------ EXERCISE MATERIALS
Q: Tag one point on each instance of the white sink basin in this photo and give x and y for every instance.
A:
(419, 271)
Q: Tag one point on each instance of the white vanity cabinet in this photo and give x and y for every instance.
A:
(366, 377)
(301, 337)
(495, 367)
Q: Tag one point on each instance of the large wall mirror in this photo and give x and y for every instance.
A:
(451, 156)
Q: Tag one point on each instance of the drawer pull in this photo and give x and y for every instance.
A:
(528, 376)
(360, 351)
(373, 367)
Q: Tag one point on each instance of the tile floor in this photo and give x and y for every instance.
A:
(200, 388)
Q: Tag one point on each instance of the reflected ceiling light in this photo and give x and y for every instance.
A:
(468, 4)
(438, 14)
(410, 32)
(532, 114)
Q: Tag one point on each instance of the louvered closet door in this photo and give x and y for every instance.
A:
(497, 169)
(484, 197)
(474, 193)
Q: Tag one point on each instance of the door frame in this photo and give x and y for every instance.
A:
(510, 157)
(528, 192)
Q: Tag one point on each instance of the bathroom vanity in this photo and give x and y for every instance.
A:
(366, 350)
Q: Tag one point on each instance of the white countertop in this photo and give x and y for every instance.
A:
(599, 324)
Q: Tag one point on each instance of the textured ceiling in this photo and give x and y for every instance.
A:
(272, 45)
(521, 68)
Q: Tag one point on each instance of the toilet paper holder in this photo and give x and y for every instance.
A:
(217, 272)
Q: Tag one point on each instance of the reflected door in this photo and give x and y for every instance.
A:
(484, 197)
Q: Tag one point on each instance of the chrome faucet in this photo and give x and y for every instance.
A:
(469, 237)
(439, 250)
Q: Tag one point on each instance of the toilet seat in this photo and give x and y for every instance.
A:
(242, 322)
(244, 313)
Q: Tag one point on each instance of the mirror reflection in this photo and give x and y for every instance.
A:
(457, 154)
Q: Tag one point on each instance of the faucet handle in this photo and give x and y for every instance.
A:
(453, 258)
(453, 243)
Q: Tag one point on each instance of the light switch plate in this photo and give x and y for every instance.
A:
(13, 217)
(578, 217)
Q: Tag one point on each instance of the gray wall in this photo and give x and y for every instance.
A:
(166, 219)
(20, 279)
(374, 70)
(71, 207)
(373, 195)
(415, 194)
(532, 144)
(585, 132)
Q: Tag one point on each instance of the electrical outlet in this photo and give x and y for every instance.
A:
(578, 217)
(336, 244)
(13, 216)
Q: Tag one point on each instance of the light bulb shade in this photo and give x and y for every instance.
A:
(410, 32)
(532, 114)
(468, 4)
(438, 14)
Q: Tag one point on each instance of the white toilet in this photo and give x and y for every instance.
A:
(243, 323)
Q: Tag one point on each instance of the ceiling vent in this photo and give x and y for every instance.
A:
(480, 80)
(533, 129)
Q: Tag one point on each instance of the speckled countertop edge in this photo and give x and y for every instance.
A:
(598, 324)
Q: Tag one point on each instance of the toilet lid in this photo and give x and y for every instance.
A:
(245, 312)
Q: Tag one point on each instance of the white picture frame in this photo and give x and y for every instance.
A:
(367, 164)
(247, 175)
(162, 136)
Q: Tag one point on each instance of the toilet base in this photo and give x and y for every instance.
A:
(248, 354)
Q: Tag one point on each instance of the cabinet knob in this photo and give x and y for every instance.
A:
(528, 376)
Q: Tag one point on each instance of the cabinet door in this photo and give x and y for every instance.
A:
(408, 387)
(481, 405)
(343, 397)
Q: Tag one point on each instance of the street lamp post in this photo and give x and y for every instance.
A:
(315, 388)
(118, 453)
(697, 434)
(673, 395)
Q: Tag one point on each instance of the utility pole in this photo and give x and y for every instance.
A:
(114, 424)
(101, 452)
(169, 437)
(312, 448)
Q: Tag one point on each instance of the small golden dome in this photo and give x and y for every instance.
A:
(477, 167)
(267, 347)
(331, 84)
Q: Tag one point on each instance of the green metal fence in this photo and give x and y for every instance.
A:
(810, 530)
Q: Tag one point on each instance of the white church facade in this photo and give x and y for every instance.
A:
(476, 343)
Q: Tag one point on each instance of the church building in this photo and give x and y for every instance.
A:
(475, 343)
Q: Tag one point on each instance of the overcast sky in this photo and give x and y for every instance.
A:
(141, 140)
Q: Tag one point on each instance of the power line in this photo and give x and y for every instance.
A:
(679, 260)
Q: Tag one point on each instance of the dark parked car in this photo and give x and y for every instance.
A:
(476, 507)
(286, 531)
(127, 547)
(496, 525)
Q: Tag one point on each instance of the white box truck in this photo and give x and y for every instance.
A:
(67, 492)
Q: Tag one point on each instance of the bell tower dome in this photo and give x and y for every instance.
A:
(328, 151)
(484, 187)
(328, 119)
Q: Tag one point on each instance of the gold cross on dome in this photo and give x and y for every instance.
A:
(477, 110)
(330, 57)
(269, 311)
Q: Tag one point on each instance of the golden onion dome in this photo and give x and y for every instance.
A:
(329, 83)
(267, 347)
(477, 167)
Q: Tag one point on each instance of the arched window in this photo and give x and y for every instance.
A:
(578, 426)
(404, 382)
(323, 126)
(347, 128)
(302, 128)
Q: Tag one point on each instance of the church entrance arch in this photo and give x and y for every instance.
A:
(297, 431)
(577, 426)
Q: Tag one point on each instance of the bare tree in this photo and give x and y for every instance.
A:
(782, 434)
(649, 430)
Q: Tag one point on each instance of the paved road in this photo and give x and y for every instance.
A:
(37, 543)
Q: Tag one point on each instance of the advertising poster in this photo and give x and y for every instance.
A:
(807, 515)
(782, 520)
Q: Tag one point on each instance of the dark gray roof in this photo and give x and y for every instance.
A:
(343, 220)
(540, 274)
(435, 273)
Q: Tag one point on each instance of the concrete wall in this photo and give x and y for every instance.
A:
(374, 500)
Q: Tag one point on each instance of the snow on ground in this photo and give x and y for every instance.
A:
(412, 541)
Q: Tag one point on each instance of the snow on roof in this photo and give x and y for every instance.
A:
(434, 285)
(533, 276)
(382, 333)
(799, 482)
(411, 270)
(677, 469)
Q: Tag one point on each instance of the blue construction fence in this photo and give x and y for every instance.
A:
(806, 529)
------------
------ EXERCISE MATERIALS
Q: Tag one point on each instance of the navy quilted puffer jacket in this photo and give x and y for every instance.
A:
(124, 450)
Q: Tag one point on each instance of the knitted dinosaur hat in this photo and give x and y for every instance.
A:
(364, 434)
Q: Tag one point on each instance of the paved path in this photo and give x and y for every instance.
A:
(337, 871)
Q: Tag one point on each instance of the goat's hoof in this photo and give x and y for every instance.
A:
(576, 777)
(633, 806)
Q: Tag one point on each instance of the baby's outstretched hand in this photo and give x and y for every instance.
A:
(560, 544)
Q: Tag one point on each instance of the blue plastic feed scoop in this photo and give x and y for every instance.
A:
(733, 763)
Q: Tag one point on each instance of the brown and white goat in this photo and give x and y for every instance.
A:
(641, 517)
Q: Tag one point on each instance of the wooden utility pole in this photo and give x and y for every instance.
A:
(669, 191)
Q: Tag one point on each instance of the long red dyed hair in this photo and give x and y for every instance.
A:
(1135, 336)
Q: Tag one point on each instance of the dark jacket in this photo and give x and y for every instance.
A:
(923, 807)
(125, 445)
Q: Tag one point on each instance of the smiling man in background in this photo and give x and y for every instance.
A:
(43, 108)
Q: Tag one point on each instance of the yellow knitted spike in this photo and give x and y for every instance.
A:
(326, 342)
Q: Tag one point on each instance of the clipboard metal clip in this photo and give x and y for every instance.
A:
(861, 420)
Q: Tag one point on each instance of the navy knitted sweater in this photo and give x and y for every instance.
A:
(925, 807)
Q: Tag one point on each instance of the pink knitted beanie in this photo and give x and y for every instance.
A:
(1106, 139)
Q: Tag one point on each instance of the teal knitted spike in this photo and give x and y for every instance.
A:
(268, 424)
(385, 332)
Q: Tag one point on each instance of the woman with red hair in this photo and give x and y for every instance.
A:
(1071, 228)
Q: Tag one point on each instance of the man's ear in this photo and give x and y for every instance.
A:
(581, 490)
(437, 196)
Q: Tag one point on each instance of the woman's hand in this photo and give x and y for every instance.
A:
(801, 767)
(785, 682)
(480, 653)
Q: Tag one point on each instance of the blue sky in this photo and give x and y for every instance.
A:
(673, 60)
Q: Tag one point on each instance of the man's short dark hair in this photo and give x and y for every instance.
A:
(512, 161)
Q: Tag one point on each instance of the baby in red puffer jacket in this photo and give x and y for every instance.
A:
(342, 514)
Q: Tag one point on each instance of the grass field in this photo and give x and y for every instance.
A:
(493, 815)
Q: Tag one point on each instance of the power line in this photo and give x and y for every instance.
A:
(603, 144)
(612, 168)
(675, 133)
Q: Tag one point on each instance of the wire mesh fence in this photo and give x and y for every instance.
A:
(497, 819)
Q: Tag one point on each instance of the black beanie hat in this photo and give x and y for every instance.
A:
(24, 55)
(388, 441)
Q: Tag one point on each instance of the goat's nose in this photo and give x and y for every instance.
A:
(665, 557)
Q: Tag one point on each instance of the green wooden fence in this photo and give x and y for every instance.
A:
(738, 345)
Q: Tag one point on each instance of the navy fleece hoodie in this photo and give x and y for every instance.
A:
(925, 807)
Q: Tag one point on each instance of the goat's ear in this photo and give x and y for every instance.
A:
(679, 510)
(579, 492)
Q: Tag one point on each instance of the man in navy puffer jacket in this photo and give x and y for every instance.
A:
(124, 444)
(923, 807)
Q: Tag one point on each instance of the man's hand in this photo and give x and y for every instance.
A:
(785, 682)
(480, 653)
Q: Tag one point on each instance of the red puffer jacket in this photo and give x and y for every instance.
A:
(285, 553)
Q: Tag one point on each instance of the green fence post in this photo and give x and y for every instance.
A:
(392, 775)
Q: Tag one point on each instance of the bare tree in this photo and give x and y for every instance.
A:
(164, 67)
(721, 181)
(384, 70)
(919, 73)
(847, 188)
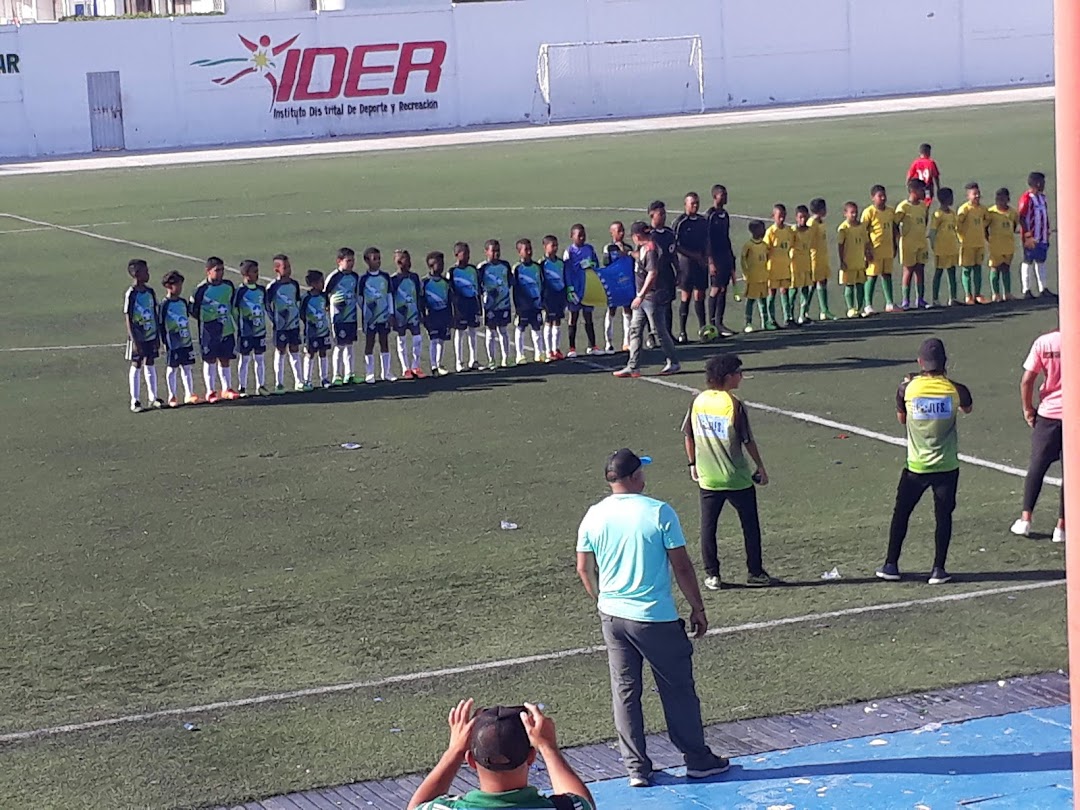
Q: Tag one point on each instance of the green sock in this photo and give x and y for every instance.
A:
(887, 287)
------------
## GOAL OF THE EXERCISE
Using the data above, transcribe the lines that run from the line with "Q: Tag one point on each instance of the white sink" to the line with "Q: Tag one point on each instance of the reflected ceiling", both ends kept, and output nothing else.

## EXERCISE RESPONSE
Q: Tag one point on each instance of the white sink basin in this photo and give x and y for every instance.
A:
(419, 271)
Q: Tag one point on each instance of the white vanity cabinet in this photo and give x and y for every instance.
A:
(366, 377)
(301, 337)
(495, 367)
Q: Tag one point on each instance of the large wall mirror in this photo and give x and y for every instance.
A:
(451, 156)
Q: Tag one point on each instance of the drawer pull in this photo and give x and y for every instance.
A:
(528, 376)
(360, 351)
(373, 367)
Q: Tag one point on each instance of the tile floor in this photo and give x and y for every instance.
A:
(200, 388)
Q: Tag one point on each instance of the reflected ceiling light in this photo and give x and y for every instance.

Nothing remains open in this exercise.